**Description of the task**
Please give again, word for word, the lines that lie between the start of the listing below and the line with "positive clicks: (322, 177)", both included.
Top of Stored data
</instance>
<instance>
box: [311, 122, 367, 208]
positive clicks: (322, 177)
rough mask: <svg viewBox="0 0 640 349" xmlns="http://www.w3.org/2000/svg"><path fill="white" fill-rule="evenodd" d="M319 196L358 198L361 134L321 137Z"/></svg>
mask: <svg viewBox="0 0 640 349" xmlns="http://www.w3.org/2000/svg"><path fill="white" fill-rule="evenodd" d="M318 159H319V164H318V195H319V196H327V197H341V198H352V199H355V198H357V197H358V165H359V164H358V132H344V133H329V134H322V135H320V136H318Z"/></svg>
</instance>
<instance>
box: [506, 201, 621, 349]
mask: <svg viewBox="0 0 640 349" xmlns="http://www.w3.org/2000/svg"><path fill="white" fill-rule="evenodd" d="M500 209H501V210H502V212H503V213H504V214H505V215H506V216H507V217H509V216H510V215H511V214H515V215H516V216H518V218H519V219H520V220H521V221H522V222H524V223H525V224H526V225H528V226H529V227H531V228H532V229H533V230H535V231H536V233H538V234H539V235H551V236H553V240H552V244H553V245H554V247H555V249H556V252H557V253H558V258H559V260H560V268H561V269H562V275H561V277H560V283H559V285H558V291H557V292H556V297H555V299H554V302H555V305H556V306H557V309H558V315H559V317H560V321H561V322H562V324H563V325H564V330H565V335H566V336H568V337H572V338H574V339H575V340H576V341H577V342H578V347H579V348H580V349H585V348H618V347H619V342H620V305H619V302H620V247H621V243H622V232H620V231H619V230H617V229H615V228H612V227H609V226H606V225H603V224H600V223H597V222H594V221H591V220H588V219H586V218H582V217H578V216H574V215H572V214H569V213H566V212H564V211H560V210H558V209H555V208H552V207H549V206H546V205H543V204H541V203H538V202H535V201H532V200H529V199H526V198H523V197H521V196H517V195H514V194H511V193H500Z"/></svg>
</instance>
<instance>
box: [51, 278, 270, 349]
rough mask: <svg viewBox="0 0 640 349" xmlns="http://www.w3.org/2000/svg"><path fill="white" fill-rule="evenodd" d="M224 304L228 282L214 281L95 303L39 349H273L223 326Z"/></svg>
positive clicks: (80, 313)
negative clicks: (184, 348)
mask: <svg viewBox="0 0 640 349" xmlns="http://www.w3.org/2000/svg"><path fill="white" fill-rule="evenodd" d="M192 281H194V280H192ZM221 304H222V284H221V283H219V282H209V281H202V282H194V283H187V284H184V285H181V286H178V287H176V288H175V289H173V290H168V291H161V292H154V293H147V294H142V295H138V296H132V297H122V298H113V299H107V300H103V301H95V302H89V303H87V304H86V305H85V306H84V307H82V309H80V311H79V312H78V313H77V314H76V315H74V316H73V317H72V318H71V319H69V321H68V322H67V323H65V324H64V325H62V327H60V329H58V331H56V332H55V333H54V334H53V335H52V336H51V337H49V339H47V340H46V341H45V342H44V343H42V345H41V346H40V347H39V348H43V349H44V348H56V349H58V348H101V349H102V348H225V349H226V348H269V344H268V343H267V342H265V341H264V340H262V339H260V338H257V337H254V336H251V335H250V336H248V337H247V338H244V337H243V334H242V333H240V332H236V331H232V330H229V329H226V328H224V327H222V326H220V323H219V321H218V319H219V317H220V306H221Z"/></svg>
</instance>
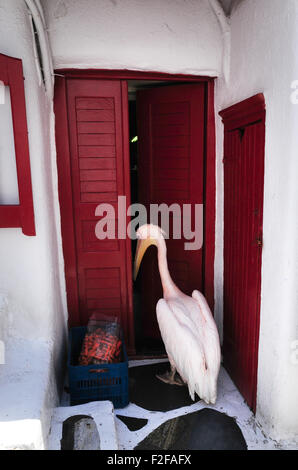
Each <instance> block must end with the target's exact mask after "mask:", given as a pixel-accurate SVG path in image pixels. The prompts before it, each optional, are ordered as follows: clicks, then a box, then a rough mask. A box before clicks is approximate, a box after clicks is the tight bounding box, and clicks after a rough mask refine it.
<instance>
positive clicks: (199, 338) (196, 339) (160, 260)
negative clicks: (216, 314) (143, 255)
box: [135, 225, 221, 404]
mask: <svg viewBox="0 0 298 470" xmlns="http://www.w3.org/2000/svg"><path fill="white" fill-rule="evenodd" d="M137 236H138V238H139V241H138V247H137V252H136V264H135V275H136V274H137V272H138V269H139V265H140V262H141V260H142V257H143V254H144V252H145V250H146V248H147V247H148V246H149V245H150V244H154V245H156V246H157V250H158V267H159V272H160V277H161V282H162V286H163V299H160V300H159V301H158V303H157V306H156V314H157V320H158V324H159V328H160V332H161V336H162V339H163V342H164V345H165V348H166V351H167V354H168V358H169V361H170V364H171V369H172V375H171V377H172V378H173V377H174V374H175V372H176V370H177V371H178V373H179V374H180V376H181V378H182V380H183V381H184V382H185V383H187V385H188V390H189V394H190V396H191V398H192V399H193V400H194V396H195V392H196V393H197V394H198V396H199V397H200V398H201V399H202V400H204V401H205V402H206V403H212V404H214V403H215V402H216V396H217V377H218V372H219V368H220V359H221V352H220V343H219V336H218V331H217V328H216V324H215V322H214V319H213V315H212V313H211V311H210V309H209V306H208V304H207V301H206V299H205V297H204V296H203V295H202V294H201V293H200V292H199V291H197V290H195V291H194V292H193V293H192V297H190V296H188V295H185V294H184V293H183V292H181V291H180V290H179V289H178V287H177V286H176V285H175V284H174V282H173V280H172V279H171V276H170V273H169V270H168V266H167V258H166V243H165V240H164V237H163V232H162V230H161V229H160V228H159V227H157V226H154V225H143V226H142V227H140V228H139V229H138V231H137ZM170 383H175V382H174V381H173V382H170Z"/></svg>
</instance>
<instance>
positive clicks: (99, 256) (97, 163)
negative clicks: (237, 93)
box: [55, 70, 215, 356]
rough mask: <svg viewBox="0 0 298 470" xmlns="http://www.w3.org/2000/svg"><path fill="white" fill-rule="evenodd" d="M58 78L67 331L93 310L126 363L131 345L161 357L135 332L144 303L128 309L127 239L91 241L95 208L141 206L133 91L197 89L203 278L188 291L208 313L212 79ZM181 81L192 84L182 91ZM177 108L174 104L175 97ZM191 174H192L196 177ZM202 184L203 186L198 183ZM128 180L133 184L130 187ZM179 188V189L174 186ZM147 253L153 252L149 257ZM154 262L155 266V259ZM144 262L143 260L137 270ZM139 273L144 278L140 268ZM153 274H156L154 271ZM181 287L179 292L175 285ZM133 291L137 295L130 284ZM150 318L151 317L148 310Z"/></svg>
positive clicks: (95, 239)
mask: <svg viewBox="0 0 298 470" xmlns="http://www.w3.org/2000/svg"><path fill="white" fill-rule="evenodd" d="M59 75H63V76H59V77H57V78H56V83H55V114H56V141H57V166H58V181H59V200H60V208H61V227H62V240H63V251H64V259H65V277H66V285H67V300H68V310H69V325H70V326H75V325H81V324H86V322H87V321H88V318H89V316H90V314H91V312H94V311H96V312H98V313H104V314H108V315H117V316H118V317H119V318H120V321H121V323H122V326H123V330H124V334H125V340H126V345H127V349H128V353H129V354H130V355H131V356H134V355H135V354H136V347H135V343H136V344H137V347H138V351H137V352H138V353H139V355H140V354H144V355H146V354H149V355H151V354H153V355H156V354H159V353H162V352H163V349H162V345H161V343H160V338H158V337H157V338H156V337H155V336H154V334H153V335H152V334H150V335H149V344H148V346H147V345H145V347H144V343H143V339H144V334H143V333H144V331H143V330H144V329H143V326H141V328H142V330H140V328H139V324H140V316H138V313H137V312H138V311H139V310H138V309H139V307H138V305H140V303H141V304H144V301H143V300H142V298H141V301H140V296H139V299H138V298H137V297H138V295H135V302H134V305H135V308H133V283H132V259H133V256H132V255H133V254H134V249H135V247H134V246H132V243H131V241H130V240H119V239H116V240H106V241H103V240H98V239H96V237H95V235H94V228H95V224H96V221H97V219H96V217H95V209H96V206H97V205H98V203H100V202H109V203H111V204H114V206H115V209H116V212H117V208H116V201H117V196H119V195H123V194H124V195H128V203H130V197H131V199H132V202H134V201H136V200H137V199H138V200H139V201H140V197H139V195H140V191H139V190H137V186H138V187H139V189H140V184H139V181H140V175H139V174H138V173H139V167H138V161H139V160H136V159H139V155H138V154H136V153H135V150H134V149H136V148H140V145H139V144H140V140H138V141H137V140H136V138H138V139H139V135H140V129H139V128H136V127H135V126H136V123H137V121H136V119H135V117H136V102H137V100H136V99H129V98H132V88H134V92H133V93H135V94H136V95H138V94H140V95H141V94H142V93H143V92H148V91H150V92H151V90H153V89H154V90H155V91H156V93H160V91H158V90H161V89H163V90H170V89H171V90H174V88H178V87H179V89H180V90H182V88H183V87H185V86H190V87H191V86H194V87H195V86H196V85H195V84H197V85H198V87H197V89H200V94H201V108H200V109H201V114H200V116H201V124H200V127H199V135H201V136H202V138H201V154H202V155H201V158H202V162H203V161H204V164H203V167H202V168H201V169H200V174H201V176H202V200H200V201H198V202H200V203H204V207H205V218H204V235H205V236H204V238H205V244H204V253H203V254H202V256H201V265H200V267H199V270H200V272H201V273H202V275H201V278H200V279H201V280H200V282H199V283H201V284H200V285H198V281H196V283H195V286H194V287H196V288H201V290H202V291H203V292H205V295H206V297H207V300H208V301H209V304H210V306H211V308H213V261H214V214H215V139H214V105H213V80H212V79H206V78H204V79H202V78H200V77H191V76H189V77H188V76H172V75H167V74H155V73H143V74H142V73H136V72H128V71H123V72H119V71H117V72H116V71H115V72H113V71H111V72H110V71H74V70H72V71H68V70H65V71H61V70H60V71H59ZM150 82H151V83H150ZM183 82H184V84H183ZM185 82H187V83H192V85H191V84H190V85H185ZM178 83H179V85H178ZM180 87H181V88H180ZM167 93H168V91H167ZM162 94H164V91H163V92H162ZM183 101H185V100H184V98H183V99H182V102H183ZM176 102H177V100H176ZM178 102H181V99H180V98H179V99H178ZM129 120H130V127H129ZM143 122H144V120H143ZM143 122H142V124H143ZM129 128H130V131H131V132H130V135H129ZM193 135H194V136H195V135H196V134H195V133H193ZM170 138H171V139H172V138H173V137H171V136H170ZM187 138H189V135H188V137H187ZM135 144H137V145H135ZM129 147H130V149H129ZM141 161H142V160H141ZM143 161H144V159H143ZM169 171H170V169H169ZM191 174H193V175H195V174H196V172H195V171H193V172H191ZM206 178H207V179H208V181H209V183H210V184H205V182H206ZM130 180H131V181H132V182H133V181H134V182H135V183H136V184H133V185H132V186H131V185H130ZM171 184H172V183H170V184H169V185H168V186H167V188H168V189H171ZM179 184H181V183H178V186H179ZM182 190H183V188H182ZM140 202H141V201H140ZM157 202H158V201H157ZM127 221H128V220H127ZM206 234H207V236H206ZM190 253H191V252H190ZM154 254H155V253H154V252H153V253H152V256H153V255H154ZM148 255H150V253H148ZM153 257H154V259H156V254H155V256H153ZM148 260H149V258H148ZM174 261H175V260H174ZM178 261H179V260H178ZM146 262H147V260H145V259H144V265H143V268H145V264H146ZM143 271H144V272H146V270H145V269H143ZM178 271H179V269H178V270H177V272H178ZM155 272H156V273H157V270H156V269H155ZM181 273H182V276H183V269H182V270H181V269H180V275H181ZM143 277H144V276H143ZM173 277H174V278H175V275H174V276H173ZM156 279H158V278H156ZM180 281H183V279H180V280H179V278H177V279H176V282H177V284H179V282H180ZM140 282H141V281H140ZM180 286H181V287H182V288H183V285H182V284H181V282H180ZM186 287H187V286H186ZM139 289H141V287H140V285H139ZM134 290H135V294H137V291H138V285H137V284H136V287H135V289H134ZM184 290H187V289H184ZM138 302H139V303H138ZM145 304H146V302H145ZM153 316H154V317H155V308H154V315H153V312H152V317H153ZM138 322H139V323H138ZM135 330H136V331H137V332H138V331H139V336H138V333H137V334H136V335H135V332H134V331H135ZM140 332H141V334H140Z"/></svg>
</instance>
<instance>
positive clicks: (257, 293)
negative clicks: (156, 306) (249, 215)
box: [219, 93, 266, 413]
mask: <svg viewBox="0 0 298 470" xmlns="http://www.w3.org/2000/svg"><path fill="white" fill-rule="evenodd" d="M219 115H220V116H221V118H222V121H223V124H224V134H225V141H224V163H226V164H227V165H229V164H230V163H229V161H230V160H229V157H230V152H231V147H230V144H229V135H231V134H232V133H233V131H234V132H235V130H236V129H241V128H245V127H246V126H249V127H250V126H252V125H254V124H257V125H258V126H259V131H258V133H257V134H256V137H255V138H256V139H257V140H256V143H255V147H254V148H252V149H250V152H253V151H254V152H258V153H257V155H258V160H257V163H258V167H257V168H258V171H257V175H256V178H255V180H254V181H253V184H254V192H255V197H257V196H258V201H257V203H258V205H257V207H256V209H257V210H258V212H256V217H257V219H256V222H255V225H256V227H257V233H256V236H257V237H258V238H259V239H260V240H262V239H263V200H264V164H265V130H266V103H265V97H264V95H263V94H262V93H259V94H257V95H255V96H252V97H251V98H248V99H246V100H244V101H242V102H240V103H237V104H235V105H233V106H230V107H229V108H226V109H224V110H222V111H221V112H219ZM239 152H240V151H239ZM252 155H253V154H251V158H252ZM238 171H239V170H238ZM235 181H236V180H235ZM236 182H237V181H236ZM231 190H232V191H234V188H231V187H226V179H225V188H224V193H225V195H226V192H227V191H231ZM256 195H257V196H256ZM246 202H247V201H246ZM226 212H227V209H226V207H225V214H224V217H225V226H227V227H228V226H229V224H230V223H231V222H230V221H229V214H228V213H226ZM227 217H228V220H226V218H227ZM240 228H241V227H240ZM246 228H247V227H246ZM247 232H248V230H247ZM247 237H249V235H247ZM248 240H249V239H248ZM244 241H245V242H247V240H244ZM248 243H249V242H248ZM250 243H251V241H250ZM256 250H259V253H258V256H257V259H258V263H257V266H256V269H255V271H254V272H253V273H252V274H253V278H255V279H257V285H256V286H255V289H254V291H252V290H250V293H249V295H250V296H251V297H252V298H253V299H254V301H255V308H254V309H255V311H254V310H253V309H251V310H250V311H249V315H247V316H248V317H249V321H248V322H247V324H245V325H242V326H243V329H245V330H246V331H250V332H251V336H252V338H253V347H251V348H247V350H245V351H241V350H239V349H237V351H235V352H234V357H233V367H232V368H230V369H229V365H228V364H225V363H224V364H225V366H226V367H227V368H228V371H229V373H230V374H231V377H232V379H233V380H234V382H235V384H236V385H237V387H238V388H239V390H240V392H241V393H242V394H243V396H244V398H245V399H246V400H247V403H248V404H249V406H250V407H251V408H252V410H253V411H254V413H255V412H256V405H257V375H258V350H259V329H260V309H261V279H262V251H261V250H262V248H261V247H259V248H257V247H256ZM225 256H226V255H225V254H224V261H225V263H224V270H226V258H225ZM227 257H228V259H229V260H231V254H230V253H228V255H227ZM245 261H246V262H247V260H244V261H243V260H240V270H241V272H242V271H244V270H245V269H248V268H247V264H243V262H244V263H245ZM249 261H250V262H251V259H250V260H249ZM232 262H233V259H232ZM234 264H235V263H234ZM234 264H233V268H232V270H234V269H237V266H235V265H234ZM225 279H226V276H225ZM225 282H226V281H224V284H225ZM225 291H226V288H225V286H224V297H225V296H226V292H225ZM227 295H228V296H229V299H230V298H231V297H232V298H235V297H236V295H237V293H235V292H233V293H231V292H230V291H227ZM240 297H242V298H243V297H244V293H243V291H242V292H241V294H240ZM229 299H228V300H229ZM226 308H227V307H226V301H225V302H224V310H225V311H226ZM230 308H232V307H230ZM234 314H235V316H236V315H237V322H238V323H237V322H236V328H237V327H238V325H239V322H240V321H242V322H243V321H244V320H243V317H242V318H241V316H240V319H239V318H238V312H236V311H235V312H234ZM242 315H243V313H242ZM232 328H233V329H234V328H235V325H233V327H232ZM238 333H239V330H238ZM236 334H237V330H236ZM225 339H226V336H225V338H224V352H225ZM240 349H241V348H240ZM239 358H240V359H241V360H242V362H239V364H238V363H237V359H238V360H239ZM224 360H225V357H224ZM248 360H251V364H252V378H251V383H250V384H249V387H248V386H246V387H245V386H243V382H242V383H241V378H242V377H241V373H242V372H243V370H244V366H243V365H244V364H245V361H246V363H248ZM237 367H238V369H237ZM239 371H240V372H241V373H240V372H239Z"/></svg>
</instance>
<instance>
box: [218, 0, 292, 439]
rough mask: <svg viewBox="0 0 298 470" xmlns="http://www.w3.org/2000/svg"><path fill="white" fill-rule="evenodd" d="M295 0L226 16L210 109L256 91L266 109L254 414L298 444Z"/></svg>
mask: <svg viewBox="0 0 298 470" xmlns="http://www.w3.org/2000/svg"><path fill="white" fill-rule="evenodd" d="M297 19H298V2H297V0H286V1H283V2H281V1H280V0H246V1H243V2H241V3H240V4H239V5H238V7H237V8H236V9H235V10H234V12H233V14H232V17H231V73H230V81H229V83H228V84H225V83H223V81H221V80H220V81H219V83H218V86H217V96H216V102H217V108H218V110H220V109H224V108H225V107H227V106H230V105H232V104H234V103H237V102H239V101H242V100H243V99H245V98H248V97H250V96H253V95H255V94H256V93H260V92H263V93H264V95H265V99H266V106H267V124H266V156H265V196H264V248H263V266H262V302H261V325H260V346H259V371H258V397H257V400H258V401H257V416H258V418H259V420H260V421H261V423H263V425H264V428H265V429H266V431H267V432H269V433H270V435H271V436H273V437H275V438H277V439H280V438H285V439H286V438H291V439H294V438H295V437H296V439H297V441H298V406H297V390H298V365H295V363H294V355H293V350H291V345H292V343H293V341H295V340H297V339H298V313H297V312H298V257H297V240H298V212H297V201H298V185H297V175H298V159H297V148H298V133H297V129H298V105H296V106H295V105H293V104H291V101H290V95H291V92H292V90H291V82H292V81H293V80H298V60H297V52H296V48H295V46H296V44H297V39H298V31H297ZM217 135H218V163H217V180H218V182H217V189H218V191H219V192H218V195H219V197H218V207H217V215H218V226H217V254H218V266H220V264H221V261H220V259H221V257H220V254H219V250H222V226H223V224H222V220H223V217H222V212H223V211H222V204H223V199H222V197H221V195H222V191H223V183H222V179H223V168H222V163H221V162H222V125H221V123H220V121H219V120H218V127H217Z"/></svg>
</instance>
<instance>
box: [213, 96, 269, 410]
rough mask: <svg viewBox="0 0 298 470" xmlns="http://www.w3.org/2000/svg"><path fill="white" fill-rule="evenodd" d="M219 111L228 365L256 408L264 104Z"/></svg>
Bottom of Stored data
**Completed exercise**
</instance>
<instance>
box: [311, 122, 367, 208]
positive clicks: (322, 177)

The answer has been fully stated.